— Brief —
Entries below include pictures. Output exactly the lines from the one with "Target: spiral notebook" down to the one with "point: tree line", both ends included, and leave the pictures out.

— Records shown —

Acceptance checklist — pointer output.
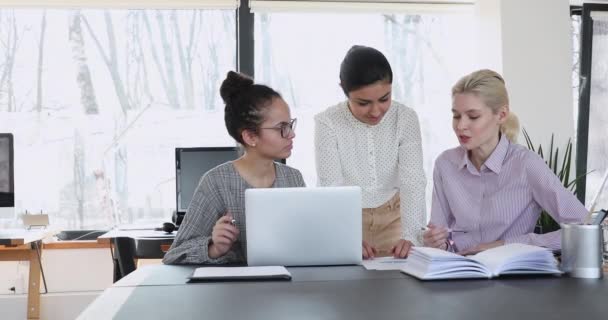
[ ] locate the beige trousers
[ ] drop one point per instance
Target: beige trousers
(382, 226)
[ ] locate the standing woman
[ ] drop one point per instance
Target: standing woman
(373, 142)
(490, 191)
(259, 119)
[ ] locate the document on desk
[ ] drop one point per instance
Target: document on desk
(384, 263)
(240, 273)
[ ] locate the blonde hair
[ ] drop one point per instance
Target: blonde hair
(489, 86)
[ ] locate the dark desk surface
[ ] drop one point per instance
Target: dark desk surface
(350, 293)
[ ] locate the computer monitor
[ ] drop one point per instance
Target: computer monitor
(190, 165)
(7, 185)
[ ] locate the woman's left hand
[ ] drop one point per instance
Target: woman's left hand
(481, 247)
(401, 249)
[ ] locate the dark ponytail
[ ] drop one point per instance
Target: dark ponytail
(363, 66)
(245, 102)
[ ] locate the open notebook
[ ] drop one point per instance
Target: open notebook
(435, 264)
(240, 273)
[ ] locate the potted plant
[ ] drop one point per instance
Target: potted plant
(561, 167)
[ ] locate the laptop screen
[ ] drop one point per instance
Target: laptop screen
(191, 164)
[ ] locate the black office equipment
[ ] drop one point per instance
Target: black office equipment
(190, 165)
(7, 185)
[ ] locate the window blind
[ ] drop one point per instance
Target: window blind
(120, 4)
(384, 6)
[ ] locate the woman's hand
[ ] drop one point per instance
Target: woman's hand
(436, 237)
(481, 247)
(223, 236)
(368, 251)
(401, 249)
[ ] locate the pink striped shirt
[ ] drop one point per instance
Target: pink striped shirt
(503, 200)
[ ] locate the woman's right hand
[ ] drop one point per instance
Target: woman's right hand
(435, 237)
(224, 234)
(368, 251)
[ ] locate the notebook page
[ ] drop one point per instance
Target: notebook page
(431, 263)
(517, 258)
(384, 263)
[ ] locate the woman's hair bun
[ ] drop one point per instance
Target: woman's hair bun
(234, 84)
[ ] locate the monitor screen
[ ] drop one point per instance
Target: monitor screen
(191, 164)
(7, 192)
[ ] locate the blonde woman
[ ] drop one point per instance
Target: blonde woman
(490, 191)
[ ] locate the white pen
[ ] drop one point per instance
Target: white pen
(449, 230)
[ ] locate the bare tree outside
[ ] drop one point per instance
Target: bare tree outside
(100, 101)
(83, 77)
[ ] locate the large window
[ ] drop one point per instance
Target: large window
(97, 101)
(299, 54)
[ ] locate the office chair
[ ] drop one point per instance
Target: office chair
(127, 250)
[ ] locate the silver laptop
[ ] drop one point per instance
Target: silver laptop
(303, 226)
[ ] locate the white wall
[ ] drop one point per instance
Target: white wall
(530, 43)
(75, 277)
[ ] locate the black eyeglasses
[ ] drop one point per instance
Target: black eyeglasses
(286, 127)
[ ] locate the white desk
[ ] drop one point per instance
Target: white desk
(23, 245)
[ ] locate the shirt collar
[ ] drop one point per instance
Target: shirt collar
(494, 161)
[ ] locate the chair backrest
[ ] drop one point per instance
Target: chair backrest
(128, 249)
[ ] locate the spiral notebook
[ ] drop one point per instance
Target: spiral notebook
(511, 259)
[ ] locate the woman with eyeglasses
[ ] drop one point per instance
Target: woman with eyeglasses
(373, 142)
(213, 228)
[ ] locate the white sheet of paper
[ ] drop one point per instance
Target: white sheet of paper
(227, 272)
(384, 263)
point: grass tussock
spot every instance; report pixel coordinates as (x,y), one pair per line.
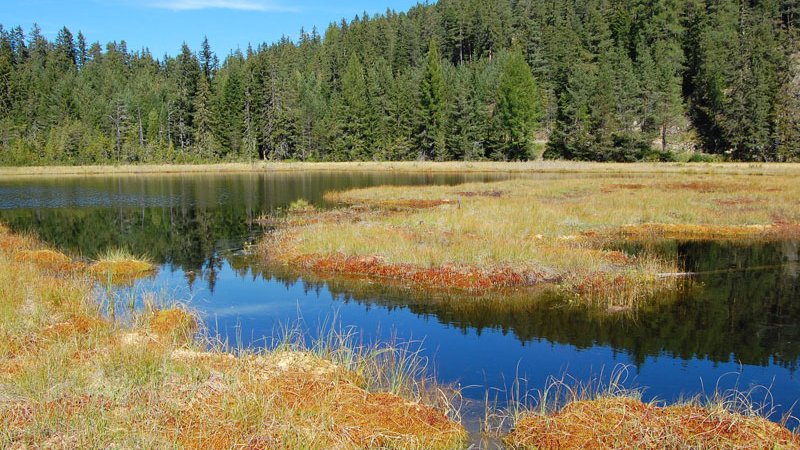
(628,423)
(562,229)
(121,267)
(72,376)
(600,414)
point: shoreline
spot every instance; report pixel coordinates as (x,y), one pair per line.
(727,168)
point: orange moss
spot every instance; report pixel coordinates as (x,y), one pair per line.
(704,186)
(622,186)
(447,276)
(80,324)
(495,194)
(703,232)
(627,423)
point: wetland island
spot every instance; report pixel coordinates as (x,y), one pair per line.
(458,224)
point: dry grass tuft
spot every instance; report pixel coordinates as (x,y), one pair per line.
(121,267)
(628,423)
(174,323)
(72,377)
(551,229)
(47,260)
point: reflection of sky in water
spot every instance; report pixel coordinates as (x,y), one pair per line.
(251,308)
(191,223)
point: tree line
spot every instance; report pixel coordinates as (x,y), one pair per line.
(607,80)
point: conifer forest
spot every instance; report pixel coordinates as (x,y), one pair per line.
(600,80)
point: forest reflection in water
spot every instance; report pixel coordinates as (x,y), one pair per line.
(740,313)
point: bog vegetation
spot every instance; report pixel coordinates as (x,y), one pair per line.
(73,376)
(618,80)
(558,230)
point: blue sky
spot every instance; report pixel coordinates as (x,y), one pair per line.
(162,25)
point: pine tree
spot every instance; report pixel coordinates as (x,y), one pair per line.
(432,107)
(788,113)
(518,108)
(203,121)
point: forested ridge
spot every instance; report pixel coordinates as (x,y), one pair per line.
(608,80)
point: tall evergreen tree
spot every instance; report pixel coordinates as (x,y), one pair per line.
(518,108)
(432,107)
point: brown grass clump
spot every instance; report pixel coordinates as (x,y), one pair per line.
(328,408)
(550,229)
(73,377)
(627,423)
(120,267)
(174,323)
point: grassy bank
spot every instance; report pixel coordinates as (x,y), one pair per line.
(73,377)
(411,166)
(563,230)
(607,415)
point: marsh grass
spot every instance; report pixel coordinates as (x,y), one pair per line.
(120,266)
(72,376)
(604,413)
(412,166)
(523,232)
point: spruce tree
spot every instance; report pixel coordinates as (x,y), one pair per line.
(518,108)
(432,107)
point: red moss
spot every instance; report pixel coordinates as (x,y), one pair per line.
(776,231)
(495,194)
(447,276)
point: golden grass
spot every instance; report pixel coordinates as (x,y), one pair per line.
(545,229)
(72,377)
(412,166)
(627,423)
(121,267)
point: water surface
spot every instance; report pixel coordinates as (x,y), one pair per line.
(737,324)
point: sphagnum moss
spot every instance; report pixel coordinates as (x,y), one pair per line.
(71,377)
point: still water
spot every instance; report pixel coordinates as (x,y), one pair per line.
(735,325)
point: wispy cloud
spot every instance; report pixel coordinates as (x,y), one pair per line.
(240,5)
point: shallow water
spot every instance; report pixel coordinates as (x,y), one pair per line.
(736,324)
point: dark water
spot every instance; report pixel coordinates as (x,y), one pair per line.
(735,325)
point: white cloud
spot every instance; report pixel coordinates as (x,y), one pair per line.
(240,5)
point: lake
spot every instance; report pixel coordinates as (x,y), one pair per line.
(734,325)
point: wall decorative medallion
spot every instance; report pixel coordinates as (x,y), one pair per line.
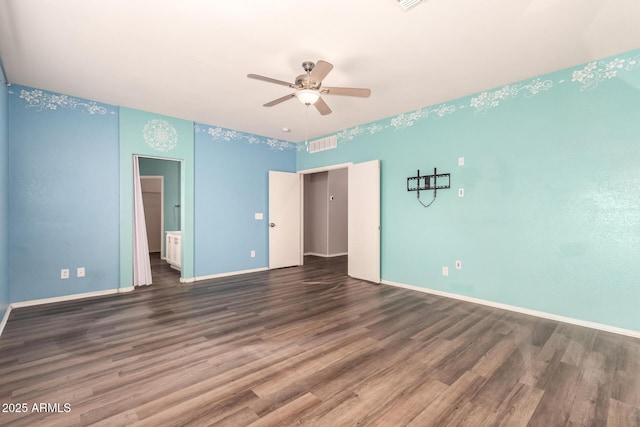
(39,100)
(219,134)
(160,135)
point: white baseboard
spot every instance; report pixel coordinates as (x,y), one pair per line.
(536,313)
(5,319)
(70,297)
(219,275)
(325,255)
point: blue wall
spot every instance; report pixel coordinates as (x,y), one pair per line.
(232,170)
(4,202)
(63,194)
(550,219)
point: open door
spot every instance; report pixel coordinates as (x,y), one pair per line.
(285,248)
(364,221)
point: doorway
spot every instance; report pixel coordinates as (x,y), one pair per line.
(363,212)
(326,213)
(161,192)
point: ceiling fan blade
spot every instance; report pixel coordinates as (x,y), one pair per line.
(270,80)
(322,107)
(346,91)
(279,100)
(320,71)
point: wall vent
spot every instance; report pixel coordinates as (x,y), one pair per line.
(408,4)
(323,144)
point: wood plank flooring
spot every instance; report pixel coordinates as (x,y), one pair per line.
(308,346)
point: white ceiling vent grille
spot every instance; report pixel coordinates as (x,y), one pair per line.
(408,4)
(323,144)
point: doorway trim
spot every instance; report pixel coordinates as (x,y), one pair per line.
(182,204)
(161,179)
(309,172)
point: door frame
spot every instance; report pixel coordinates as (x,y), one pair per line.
(161,179)
(182,178)
(309,172)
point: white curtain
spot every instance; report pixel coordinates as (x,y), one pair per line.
(141,260)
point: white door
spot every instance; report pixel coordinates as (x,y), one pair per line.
(284,219)
(364,221)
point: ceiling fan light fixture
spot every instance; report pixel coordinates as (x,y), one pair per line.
(307,96)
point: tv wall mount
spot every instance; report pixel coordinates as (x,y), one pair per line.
(436,181)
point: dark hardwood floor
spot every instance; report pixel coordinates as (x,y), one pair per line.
(161,272)
(309,345)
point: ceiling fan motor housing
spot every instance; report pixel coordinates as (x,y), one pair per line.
(304,82)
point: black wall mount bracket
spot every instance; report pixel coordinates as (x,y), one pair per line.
(436,181)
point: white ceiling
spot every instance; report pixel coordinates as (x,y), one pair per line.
(189,58)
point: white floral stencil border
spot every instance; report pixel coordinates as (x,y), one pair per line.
(589,77)
(160,135)
(40,100)
(598,71)
(225,135)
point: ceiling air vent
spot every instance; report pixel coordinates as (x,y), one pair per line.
(408,4)
(323,144)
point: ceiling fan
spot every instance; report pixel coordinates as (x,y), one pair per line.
(309,87)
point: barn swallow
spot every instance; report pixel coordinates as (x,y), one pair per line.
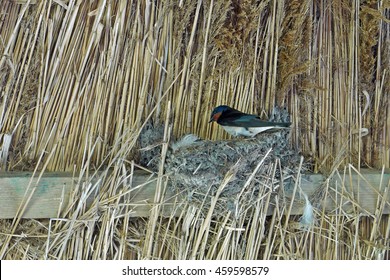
(238,123)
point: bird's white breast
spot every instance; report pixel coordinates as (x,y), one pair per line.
(243,131)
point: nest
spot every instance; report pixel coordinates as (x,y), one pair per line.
(198,167)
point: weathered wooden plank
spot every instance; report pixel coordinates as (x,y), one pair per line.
(53,190)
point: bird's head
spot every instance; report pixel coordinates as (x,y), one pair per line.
(217,112)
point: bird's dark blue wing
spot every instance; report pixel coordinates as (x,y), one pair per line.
(237,118)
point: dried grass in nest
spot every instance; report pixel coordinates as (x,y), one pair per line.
(199,168)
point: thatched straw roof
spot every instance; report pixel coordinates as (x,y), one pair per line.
(80,80)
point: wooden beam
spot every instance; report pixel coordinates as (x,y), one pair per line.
(50,195)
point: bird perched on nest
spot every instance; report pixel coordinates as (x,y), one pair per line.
(238,123)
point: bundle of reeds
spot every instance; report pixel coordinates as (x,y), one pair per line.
(80,79)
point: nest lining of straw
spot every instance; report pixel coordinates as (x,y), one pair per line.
(198,168)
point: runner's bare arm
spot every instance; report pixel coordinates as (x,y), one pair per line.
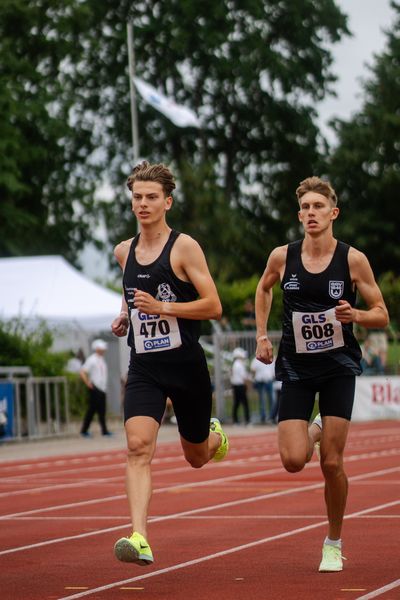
(273,272)
(120,324)
(189,263)
(363,278)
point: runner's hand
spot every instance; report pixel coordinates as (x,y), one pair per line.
(120,325)
(264,350)
(344,312)
(146,303)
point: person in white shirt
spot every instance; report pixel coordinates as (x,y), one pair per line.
(94,374)
(239,378)
(264,376)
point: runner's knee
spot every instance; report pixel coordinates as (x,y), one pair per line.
(196,459)
(137,447)
(331,465)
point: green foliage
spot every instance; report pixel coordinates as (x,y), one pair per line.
(46,176)
(20,346)
(365,165)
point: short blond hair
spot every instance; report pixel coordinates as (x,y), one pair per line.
(159,173)
(317,185)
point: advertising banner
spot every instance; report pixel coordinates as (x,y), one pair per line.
(6,410)
(376,398)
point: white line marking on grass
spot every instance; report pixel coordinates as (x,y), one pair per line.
(206,509)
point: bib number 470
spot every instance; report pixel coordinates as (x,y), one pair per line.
(154,328)
(317,332)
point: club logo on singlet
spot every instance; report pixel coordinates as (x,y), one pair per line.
(165,294)
(293,283)
(336,289)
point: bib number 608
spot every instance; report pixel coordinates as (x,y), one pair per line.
(317,332)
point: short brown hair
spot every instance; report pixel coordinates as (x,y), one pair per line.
(317,185)
(159,173)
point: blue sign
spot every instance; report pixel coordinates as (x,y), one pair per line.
(6,410)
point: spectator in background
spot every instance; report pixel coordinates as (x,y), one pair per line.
(76,361)
(264,376)
(239,379)
(378,343)
(94,375)
(249,315)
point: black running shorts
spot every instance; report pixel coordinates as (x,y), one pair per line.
(186,382)
(336,398)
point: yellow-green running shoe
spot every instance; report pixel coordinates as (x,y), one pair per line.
(332,559)
(317,446)
(134,549)
(215,426)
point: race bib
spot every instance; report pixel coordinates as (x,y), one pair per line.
(155,333)
(317,332)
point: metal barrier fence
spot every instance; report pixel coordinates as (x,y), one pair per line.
(219,348)
(38,407)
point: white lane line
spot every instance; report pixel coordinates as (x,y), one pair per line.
(87,482)
(155,491)
(247,517)
(205,509)
(380,591)
(353,458)
(220,554)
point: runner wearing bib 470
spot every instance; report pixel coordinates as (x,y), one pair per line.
(309,323)
(318,353)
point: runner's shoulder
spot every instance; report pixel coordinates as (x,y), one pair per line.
(121,250)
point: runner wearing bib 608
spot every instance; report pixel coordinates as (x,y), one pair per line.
(318,352)
(168,290)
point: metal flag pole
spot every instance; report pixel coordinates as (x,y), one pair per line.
(132,90)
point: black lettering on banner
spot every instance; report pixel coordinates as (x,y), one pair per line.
(150,328)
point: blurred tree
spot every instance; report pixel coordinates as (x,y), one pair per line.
(254,72)
(365,166)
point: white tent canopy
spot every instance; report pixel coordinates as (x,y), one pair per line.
(48,288)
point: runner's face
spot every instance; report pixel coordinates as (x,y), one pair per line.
(316,213)
(149,204)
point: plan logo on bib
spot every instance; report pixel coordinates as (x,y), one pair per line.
(336,289)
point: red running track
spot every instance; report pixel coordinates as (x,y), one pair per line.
(243,528)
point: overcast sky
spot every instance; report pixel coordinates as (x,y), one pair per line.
(367,21)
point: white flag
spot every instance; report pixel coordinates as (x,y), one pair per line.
(178,114)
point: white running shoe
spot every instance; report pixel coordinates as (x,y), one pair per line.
(317,447)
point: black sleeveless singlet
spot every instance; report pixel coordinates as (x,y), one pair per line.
(313,343)
(159,280)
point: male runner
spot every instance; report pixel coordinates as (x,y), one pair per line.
(167,291)
(318,352)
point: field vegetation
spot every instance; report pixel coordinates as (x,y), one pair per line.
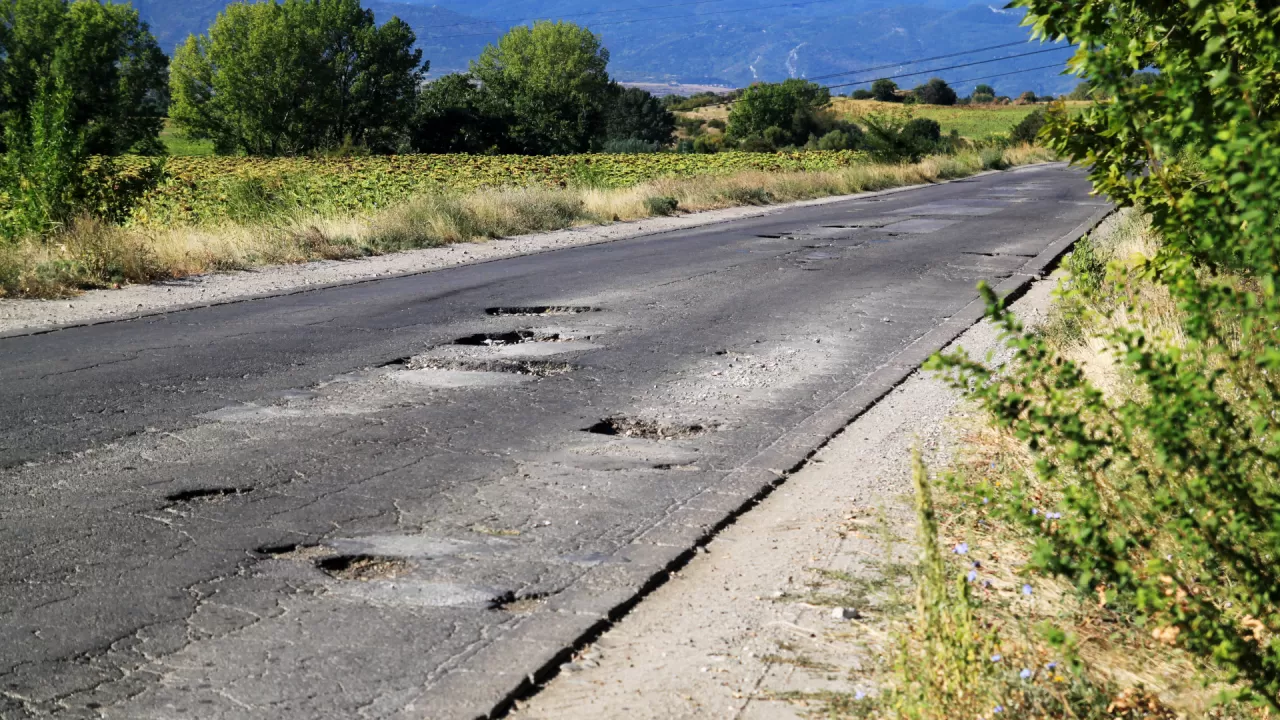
(277,224)
(1106,543)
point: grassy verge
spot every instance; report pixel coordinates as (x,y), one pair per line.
(91,254)
(987,638)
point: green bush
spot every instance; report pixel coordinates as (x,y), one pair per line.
(42,172)
(1166,497)
(662,205)
(1028,130)
(630,146)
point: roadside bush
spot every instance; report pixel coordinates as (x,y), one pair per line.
(708,144)
(1028,130)
(661,205)
(42,172)
(1161,500)
(630,146)
(849,139)
(894,139)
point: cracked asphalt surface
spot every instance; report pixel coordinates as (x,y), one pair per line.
(321,505)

— Task answer —
Target: spiral notebook
(511, 259)
[ ] locate the woman with eyeglasses
[ ] drop one point per instance
Target: woman with eyeglasses
(373, 142)
(213, 228)
[ ] locate the white sheet of paper
[ ] drop one point per instance
Target: white sheet of paper
(227, 272)
(384, 263)
point: grass tussock
spot every instance; report pixel coordinates as (x,y), one pair per line.
(628,423)
(562,229)
(121,267)
(72,376)
(600,414)
point: shoreline
spot every instance; report pixel coordinates as (x,y), one pair per line.
(727,168)
point: orange moss
spot every instance; report pixel coordinates as (x,y), one pair per line.
(704,186)
(622,186)
(447,276)
(80,324)
(495,194)
(703,232)
(627,423)
point: wetland island
spot every instance; report pixel coordinates as (x,y), one pair per line.
(458,224)
point: dry grass tuft
spot every instance; report pixel coordinates as (x,y), one pair per line.
(121,267)
(628,423)
(174,323)
(72,377)
(551,229)
(47,260)
point: reflection of sky in water
spot every instance; report pixel coordinates as (x,y), one pair per line.
(251,308)
(191,223)
point: tree line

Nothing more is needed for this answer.